> _Objective_: Lines before the one containing "[pin] forehead -- one per line" are excluded; print that line and every line after it through the end of the material below, exactly.

> _Records supplied_:

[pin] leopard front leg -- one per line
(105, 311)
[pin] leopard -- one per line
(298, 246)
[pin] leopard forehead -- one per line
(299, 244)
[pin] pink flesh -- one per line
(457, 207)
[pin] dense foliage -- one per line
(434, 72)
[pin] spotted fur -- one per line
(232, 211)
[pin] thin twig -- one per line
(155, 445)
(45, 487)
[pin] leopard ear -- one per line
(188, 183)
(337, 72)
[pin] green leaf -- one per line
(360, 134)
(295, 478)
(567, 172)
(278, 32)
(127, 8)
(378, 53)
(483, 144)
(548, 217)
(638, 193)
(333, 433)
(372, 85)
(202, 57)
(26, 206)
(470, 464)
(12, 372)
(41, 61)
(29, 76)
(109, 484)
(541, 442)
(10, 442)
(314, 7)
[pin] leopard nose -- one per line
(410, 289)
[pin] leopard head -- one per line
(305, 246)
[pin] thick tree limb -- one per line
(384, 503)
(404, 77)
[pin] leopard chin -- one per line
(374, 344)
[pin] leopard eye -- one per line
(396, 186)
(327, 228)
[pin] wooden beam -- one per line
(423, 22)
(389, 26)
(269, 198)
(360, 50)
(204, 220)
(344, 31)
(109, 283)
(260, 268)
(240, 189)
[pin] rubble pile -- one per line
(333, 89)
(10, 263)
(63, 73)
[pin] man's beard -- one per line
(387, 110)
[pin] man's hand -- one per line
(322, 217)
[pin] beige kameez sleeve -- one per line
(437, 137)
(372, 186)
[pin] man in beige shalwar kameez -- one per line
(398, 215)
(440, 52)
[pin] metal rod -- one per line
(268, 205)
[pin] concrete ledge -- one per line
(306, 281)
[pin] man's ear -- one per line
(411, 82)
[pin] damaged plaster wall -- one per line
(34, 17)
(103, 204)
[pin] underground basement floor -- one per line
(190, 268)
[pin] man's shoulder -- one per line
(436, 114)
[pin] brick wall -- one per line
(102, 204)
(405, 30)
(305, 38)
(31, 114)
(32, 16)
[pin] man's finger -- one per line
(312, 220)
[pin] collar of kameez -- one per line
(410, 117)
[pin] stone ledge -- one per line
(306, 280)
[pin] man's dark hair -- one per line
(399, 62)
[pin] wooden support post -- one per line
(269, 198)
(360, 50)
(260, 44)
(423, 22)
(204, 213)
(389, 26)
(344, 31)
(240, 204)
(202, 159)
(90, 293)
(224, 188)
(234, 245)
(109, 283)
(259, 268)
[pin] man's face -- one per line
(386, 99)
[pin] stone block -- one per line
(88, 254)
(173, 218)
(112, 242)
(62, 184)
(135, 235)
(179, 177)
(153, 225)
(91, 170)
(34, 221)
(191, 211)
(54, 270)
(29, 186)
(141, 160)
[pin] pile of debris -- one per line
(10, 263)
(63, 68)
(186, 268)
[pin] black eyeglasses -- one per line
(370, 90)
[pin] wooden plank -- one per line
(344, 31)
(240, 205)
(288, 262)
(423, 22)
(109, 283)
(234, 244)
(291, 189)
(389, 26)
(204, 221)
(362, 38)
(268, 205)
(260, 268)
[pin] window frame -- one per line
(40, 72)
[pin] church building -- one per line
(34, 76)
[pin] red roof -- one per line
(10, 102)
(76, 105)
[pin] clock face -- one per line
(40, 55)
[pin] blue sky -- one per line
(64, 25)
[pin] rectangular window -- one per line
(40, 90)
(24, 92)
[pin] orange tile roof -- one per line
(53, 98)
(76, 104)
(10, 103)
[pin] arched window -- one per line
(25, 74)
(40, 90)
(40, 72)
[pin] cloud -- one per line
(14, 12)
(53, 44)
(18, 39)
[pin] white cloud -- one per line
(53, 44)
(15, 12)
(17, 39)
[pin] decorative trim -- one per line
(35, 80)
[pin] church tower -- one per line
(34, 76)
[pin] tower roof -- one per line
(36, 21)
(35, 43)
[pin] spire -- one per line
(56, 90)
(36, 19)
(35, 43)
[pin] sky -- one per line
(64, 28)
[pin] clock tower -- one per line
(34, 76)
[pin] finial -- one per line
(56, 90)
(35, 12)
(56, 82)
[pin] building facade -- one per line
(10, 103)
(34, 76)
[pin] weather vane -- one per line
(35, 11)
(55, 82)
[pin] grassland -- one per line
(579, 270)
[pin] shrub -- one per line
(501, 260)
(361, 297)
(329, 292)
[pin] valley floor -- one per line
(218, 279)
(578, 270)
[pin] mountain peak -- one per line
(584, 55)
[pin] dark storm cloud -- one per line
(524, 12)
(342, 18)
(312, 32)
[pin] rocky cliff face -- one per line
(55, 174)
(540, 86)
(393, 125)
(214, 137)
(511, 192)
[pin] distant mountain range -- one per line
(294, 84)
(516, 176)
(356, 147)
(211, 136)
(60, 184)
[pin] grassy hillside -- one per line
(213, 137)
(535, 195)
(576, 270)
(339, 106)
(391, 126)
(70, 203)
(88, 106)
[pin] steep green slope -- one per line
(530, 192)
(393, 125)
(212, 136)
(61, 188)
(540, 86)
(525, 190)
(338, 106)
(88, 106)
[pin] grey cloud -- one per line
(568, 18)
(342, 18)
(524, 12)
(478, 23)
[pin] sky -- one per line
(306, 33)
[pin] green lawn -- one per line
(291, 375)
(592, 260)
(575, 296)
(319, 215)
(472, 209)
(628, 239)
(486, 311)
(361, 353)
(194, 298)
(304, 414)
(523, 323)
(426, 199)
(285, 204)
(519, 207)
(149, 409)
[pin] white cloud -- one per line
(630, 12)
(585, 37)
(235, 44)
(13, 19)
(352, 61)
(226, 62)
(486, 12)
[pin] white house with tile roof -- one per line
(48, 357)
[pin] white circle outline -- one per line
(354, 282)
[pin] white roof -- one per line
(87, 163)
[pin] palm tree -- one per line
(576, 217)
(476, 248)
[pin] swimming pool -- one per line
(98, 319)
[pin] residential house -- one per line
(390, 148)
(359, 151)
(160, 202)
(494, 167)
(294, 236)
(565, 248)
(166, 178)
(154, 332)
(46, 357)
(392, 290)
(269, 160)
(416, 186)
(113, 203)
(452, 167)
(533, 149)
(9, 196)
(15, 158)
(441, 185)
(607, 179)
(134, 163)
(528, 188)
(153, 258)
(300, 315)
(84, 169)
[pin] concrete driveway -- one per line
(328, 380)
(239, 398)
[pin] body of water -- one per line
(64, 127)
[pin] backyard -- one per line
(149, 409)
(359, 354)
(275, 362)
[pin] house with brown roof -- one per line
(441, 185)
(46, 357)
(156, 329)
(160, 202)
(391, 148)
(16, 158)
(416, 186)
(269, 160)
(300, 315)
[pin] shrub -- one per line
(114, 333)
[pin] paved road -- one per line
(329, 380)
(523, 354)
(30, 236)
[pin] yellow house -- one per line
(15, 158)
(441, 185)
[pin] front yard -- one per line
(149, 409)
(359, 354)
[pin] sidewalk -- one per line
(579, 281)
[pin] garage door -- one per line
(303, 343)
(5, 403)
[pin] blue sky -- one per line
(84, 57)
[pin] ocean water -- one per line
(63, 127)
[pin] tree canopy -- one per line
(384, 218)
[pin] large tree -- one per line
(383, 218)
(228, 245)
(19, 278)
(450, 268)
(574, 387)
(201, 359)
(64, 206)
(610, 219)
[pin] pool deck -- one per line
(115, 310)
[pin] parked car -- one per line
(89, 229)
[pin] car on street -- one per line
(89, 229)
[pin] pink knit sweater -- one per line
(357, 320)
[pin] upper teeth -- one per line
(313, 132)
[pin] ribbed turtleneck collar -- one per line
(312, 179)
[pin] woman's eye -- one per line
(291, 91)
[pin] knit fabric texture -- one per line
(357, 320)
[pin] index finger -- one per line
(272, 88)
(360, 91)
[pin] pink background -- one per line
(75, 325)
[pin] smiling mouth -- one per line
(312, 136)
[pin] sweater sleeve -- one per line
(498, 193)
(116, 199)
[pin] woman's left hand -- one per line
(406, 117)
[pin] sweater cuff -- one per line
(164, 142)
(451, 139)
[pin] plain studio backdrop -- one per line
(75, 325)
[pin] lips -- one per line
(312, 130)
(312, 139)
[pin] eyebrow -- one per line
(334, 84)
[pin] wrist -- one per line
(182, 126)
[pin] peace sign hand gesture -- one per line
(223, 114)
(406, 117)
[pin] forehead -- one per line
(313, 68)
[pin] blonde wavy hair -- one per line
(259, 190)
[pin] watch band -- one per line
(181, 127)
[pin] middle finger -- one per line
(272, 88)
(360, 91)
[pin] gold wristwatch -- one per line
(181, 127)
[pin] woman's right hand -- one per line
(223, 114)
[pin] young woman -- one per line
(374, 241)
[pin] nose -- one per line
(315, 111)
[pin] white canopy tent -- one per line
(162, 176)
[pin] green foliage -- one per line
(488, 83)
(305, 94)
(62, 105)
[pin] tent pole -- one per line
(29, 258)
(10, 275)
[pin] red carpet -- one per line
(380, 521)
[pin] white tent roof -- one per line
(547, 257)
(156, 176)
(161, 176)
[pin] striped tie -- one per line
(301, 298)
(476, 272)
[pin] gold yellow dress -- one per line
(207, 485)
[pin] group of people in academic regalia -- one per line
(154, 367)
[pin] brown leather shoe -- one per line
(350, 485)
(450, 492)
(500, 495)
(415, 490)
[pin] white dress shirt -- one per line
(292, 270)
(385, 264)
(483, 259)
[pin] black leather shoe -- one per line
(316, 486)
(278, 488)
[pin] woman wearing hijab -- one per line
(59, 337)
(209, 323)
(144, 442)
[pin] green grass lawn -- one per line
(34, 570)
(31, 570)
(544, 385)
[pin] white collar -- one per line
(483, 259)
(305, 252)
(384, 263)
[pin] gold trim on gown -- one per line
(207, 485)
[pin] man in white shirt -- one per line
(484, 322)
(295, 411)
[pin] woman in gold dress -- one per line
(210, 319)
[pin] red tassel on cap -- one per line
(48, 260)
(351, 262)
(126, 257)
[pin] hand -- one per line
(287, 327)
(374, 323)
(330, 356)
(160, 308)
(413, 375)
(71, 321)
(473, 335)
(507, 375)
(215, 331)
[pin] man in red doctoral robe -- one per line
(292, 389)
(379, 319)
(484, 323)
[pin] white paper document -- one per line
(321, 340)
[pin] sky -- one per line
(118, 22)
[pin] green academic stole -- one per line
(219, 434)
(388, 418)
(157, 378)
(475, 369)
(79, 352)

> _The completed task_:
[pin] forehead -- one per line
(313, 68)
[pin] blonde wavy hair -- one per line
(259, 190)
[pin] watch band -- one per line
(181, 127)
[pin] middle finger -- one per line
(272, 88)
(360, 91)
[pin] gold wristwatch -- one per line
(181, 127)
[pin] woman's right hand -- one per line
(223, 114)
[pin] young woman -- one per line
(374, 241)
[pin] nose -- one per line
(315, 111)
[pin] white canopy tent -- one per line
(162, 176)
[pin] green foliage -- one per line
(488, 83)
(305, 94)
(62, 105)
[pin] tent pole -- one per line
(29, 258)
(10, 275)
[pin] red carpet -- one per line
(380, 521)
[pin] white tent roof -- one per line
(547, 257)
(156, 176)
(161, 176)
[pin] striped tie -- one per line
(301, 298)
(476, 272)
[pin] gold yellow dress -- one per line
(207, 485)
[pin] group of people in academic regalia -- one per line
(154, 367)
[pin] brown leather shoe -- one per line
(350, 485)
(450, 492)
(500, 495)
(415, 490)
[pin] white dress shirt -- one per line
(292, 270)
(385, 264)
(483, 259)
[pin] black leather shoe -- one per line
(316, 486)
(278, 488)
[pin] woman wearing hijab -- one per line
(59, 337)
(209, 323)
(144, 442)
[pin] green grass lawn -- one per line
(34, 570)
(31, 570)
(544, 385)
[pin] white collar -- one per line
(483, 259)
(305, 252)
(384, 263)
[pin] gold trim on gown -- one per line
(207, 485)
[pin] man in white shirt -- one per line
(484, 322)
(295, 411)
[pin] woman in gold dress -- one per line
(210, 319)
[pin] red tassel on cap -- one per line
(48, 260)
(351, 262)
(126, 257)
[pin] hand -- one per line
(287, 327)
(374, 323)
(330, 356)
(160, 308)
(413, 375)
(71, 321)
(473, 335)
(507, 375)
(215, 331)
[pin] man in red doctoral robe -- one per line
(292, 389)
(379, 319)
(484, 323)
[pin] white paper document -- one per line
(321, 340)
[pin] sky -- one per line
(118, 22)
[pin] green academic stole -- one per line
(219, 434)
(388, 418)
(157, 378)
(475, 369)
(79, 352)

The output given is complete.